Exercise requirements:
The line that contains "Task: locate the shoe sole." and all lines following it to the end of the data below: set these down exactly, and nothing besides.

Listed records:
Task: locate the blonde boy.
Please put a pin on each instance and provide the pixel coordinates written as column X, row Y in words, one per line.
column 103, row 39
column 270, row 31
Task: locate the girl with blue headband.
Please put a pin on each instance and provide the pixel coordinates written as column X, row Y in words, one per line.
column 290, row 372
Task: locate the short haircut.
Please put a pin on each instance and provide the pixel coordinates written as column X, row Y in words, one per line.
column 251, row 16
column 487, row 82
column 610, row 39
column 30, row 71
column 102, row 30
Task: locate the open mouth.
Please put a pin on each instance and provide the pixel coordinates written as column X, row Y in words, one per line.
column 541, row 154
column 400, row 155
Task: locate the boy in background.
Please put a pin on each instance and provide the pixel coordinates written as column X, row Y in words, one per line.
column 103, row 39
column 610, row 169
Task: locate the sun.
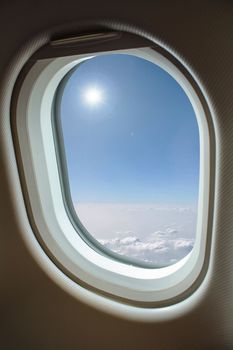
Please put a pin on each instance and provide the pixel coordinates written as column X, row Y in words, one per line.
column 93, row 96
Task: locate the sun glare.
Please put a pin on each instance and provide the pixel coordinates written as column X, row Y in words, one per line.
column 93, row 96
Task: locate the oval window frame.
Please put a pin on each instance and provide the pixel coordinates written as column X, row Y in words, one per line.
column 133, row 285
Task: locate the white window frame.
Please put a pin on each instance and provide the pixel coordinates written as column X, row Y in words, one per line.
column 120, row 281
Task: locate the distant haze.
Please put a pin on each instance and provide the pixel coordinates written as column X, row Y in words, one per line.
column 149, row 233
column 131, row 142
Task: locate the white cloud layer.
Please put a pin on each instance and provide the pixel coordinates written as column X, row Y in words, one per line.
column 149, row 233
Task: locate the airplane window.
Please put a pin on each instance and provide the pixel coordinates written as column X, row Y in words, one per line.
column 130, row 145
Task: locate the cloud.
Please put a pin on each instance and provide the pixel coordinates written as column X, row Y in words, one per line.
column 159, row 249
column 161, row 235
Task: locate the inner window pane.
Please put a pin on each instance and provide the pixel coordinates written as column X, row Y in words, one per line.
column 131, row 143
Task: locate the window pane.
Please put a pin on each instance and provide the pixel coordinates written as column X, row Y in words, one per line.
column 131, row 144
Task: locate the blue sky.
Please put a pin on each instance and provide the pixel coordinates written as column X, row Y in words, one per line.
column 139, row 144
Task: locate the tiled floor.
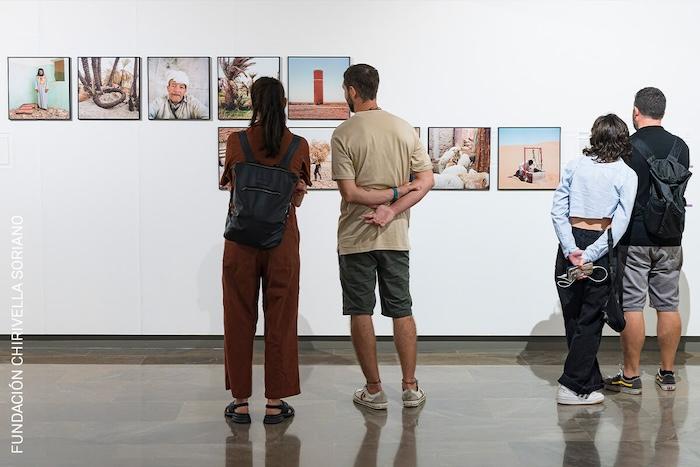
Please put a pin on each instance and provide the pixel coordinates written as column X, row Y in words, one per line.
column 494, row 407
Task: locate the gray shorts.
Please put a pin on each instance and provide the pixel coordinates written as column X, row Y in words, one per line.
column 358, row 278
column 654, row 270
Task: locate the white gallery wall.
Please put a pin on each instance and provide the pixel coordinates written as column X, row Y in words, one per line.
column 123, row 220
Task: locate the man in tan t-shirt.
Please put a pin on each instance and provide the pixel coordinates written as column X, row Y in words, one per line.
column 373, row 155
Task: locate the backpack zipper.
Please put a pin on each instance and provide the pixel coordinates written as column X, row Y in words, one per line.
column 264, row 190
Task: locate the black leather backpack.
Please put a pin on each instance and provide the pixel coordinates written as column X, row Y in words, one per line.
column 260, row 198
column 664, row 213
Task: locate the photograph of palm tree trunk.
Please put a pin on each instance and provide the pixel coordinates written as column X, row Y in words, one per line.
column 235, row 79
column 109, row 88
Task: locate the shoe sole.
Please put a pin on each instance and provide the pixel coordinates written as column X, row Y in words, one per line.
column 623, row 389
column 275, row 419
column 579, row 402
column 414, row 404
column 666, row 387
column 371, row 405
column 240, row 418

Response:
Task: locate the shoe sole.
Please put a pin on each instance and provide the pixel coordinates written as column X, row Y in words, one per line.
column 623, row 389
column 275, row 419
column 579, row 402
column 414, row 404
column 666, row 387
column 371, row 405
column 240, row 418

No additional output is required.